● Énoncé A:
Pouvez-vous recopier à l'identique la partie de la liste qui va de la ligne contenant « For every instance of the roof » jusqu'à la fin de la liste, ces deux bornes comprises ?

On y voit à peu près l’arrêt du processus de démocratisation en Afrique en 2005, une date qui correspond à l’arrêt de la démocratisation plus rapide dans les anciennes colonies britanniques. Le chercheur souligne l’augmentation quantitative de la protestation depuis 2015. Pour le futur, il suppose que le pouvoir judiciaire prendra de l’importance sauf sans doute dans les pays francophones.

Deux discutants complètent le panel, Mohammed Tozy, de l'IREMAM à Aix en Provence et Marc Ona Essangui, l’illustre président de Tournons la Page. Mohammed Tozy pense en parlant de l’Afrique du Nord, que les « régulateurs » qui sont en place sur les droits humains, la presse la concurrence, « adossés aux référentiels internationaux » peuvent être des « contre-pouvoirs sérieux » et évoque l’influence du Qatar, de l’Arabie saoudite et des Emirats arabes unis.

● Données fournies:

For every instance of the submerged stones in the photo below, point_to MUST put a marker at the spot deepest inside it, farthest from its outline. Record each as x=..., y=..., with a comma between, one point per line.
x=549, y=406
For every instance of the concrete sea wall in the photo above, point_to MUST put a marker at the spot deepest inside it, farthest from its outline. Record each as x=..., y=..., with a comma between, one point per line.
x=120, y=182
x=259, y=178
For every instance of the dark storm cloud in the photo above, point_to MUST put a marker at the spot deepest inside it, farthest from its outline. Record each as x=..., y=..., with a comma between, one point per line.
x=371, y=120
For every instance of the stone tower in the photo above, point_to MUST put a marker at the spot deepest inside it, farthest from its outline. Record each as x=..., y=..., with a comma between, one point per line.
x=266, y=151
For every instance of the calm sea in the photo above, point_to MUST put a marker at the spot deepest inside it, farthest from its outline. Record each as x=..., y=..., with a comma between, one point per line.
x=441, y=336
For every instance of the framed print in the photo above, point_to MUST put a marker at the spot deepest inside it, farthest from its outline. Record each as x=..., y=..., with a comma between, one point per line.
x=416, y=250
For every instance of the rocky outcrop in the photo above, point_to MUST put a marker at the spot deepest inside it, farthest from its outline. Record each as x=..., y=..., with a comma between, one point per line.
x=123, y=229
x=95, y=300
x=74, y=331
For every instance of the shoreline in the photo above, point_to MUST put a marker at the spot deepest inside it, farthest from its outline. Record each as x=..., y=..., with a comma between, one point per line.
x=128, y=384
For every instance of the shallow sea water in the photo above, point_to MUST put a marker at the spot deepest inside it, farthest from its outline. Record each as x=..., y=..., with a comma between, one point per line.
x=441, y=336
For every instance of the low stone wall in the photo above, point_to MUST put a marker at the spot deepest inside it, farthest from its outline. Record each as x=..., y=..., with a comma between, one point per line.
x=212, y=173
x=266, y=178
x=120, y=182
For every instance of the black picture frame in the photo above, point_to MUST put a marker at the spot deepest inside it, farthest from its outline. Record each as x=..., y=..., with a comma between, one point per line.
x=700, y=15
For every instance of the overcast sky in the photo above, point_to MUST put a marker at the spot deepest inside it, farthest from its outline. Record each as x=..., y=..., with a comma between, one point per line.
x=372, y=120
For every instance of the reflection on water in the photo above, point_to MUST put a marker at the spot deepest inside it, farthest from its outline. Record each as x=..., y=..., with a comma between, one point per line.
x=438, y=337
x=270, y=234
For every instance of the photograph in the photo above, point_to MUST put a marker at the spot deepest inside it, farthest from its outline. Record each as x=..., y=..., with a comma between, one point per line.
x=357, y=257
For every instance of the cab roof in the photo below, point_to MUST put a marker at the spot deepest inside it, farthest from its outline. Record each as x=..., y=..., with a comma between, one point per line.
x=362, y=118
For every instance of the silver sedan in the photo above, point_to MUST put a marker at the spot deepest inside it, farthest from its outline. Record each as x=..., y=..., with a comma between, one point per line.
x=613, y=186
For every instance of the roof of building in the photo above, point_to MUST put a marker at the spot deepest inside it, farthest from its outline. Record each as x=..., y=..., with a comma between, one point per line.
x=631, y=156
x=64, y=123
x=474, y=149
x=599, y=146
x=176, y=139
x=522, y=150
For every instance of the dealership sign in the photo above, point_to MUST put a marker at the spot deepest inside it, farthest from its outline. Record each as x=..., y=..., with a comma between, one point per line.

● Énoncé B:
Dans le texte extrait, que marque l'année 2005 et à quoi correspond-elle ?

● Corrigé A:
For every instance of the roof of building in the photo above, point_to MUST put a marker at the spot deepest inside it, farthest from its outline. Record each as x=..., y=..., with a comma between, one point per line.
x=631, y=156
x=64, y=123
x=474, y=149
x=599, y=146
x=176, y=139
x=522, y=150
For every instance of the dealership sign in the photo above, point_to MUST put a marker at the spot deepest inside it, farthest from its outline. Record each as x=..., y=..., with a comma between, one point per line.

● Corrigé B:
L'année 2005 marque à peu près l'arrêt du processus de démocratisation en Afrique. Elle correspond à l'arrêt de la démocratisation plus rapide dans les anciennes colonies britanniques.